1985年、アメリカ、コーリー・ユエン監督作品。

▼▼▼▼▼最初にストーリーを書いていますので、ご注意ください!コメントはページ下です。▼▼▼▼▼

空手を習い始めたばかりの高校生、ジェイソン(カート・マッキニー)の父親は、ロスで空手道場を開いていたが、ニューヨークの裏組織から仲間になれと誘われたのを断ったばかりに、一味の用心棒、ロシア人の空手使いアイヴァン・クラシンスキー(ジャン・クロード・ヴァンダム)に足をへし折られてしまう。

それをきっかけとして、父親は道場をたたみ、ジェイスンと共にシアトルに引っ越す事になる。

気が治まらないのは、自分もクラシンスキーに痛めつけられた事が忘れられないジェイスンだった。

さっそく、新しい家のガレージ内に、自分専用の練習ジムを作り、さっそく空手の練習を始める。
壁には、ジェイスンが尊敬してやまないブルース・リー「燃えよドラゴン」のポスターがしっかり貼られていた。

そんな彼とすぐに親しくなったのは、ダンスとラップに夢中の陽気なアフリカ系、R・J・マジソン。

しかし、シアトルには、そんなジェイスンを快く思わない男達もいた。
地元で有名な空手使い、イアン・ライリー道場の門下生達であった。

- - -

#### 作業内容:
上の映画あらすじから、「壁には、ジェイスンが尊敬して」から「地元で有名な空手使い、イアン・ライリー道場の門下生達であった。」までを一字も変えずに返してください。

#### 収集資料:
- - -

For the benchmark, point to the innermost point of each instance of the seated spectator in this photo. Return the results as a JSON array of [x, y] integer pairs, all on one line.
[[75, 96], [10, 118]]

- - -

#### 作業への回答:
壁には、ジェイスンが尊敬してやまないブルース・リー「燃えよドラゴン」のポスターがしっかり貼られていた。

そんな彼とすぐに親しくなったのは、ダンスとラップに夢中の陽気なアフリカ系、R・J・マジソン。

しかし、シアトルには、そんなジェイスンを快く思わない男達もいた。
地元で有名な空手使い、イアン・ライリー道場の門下生達であった。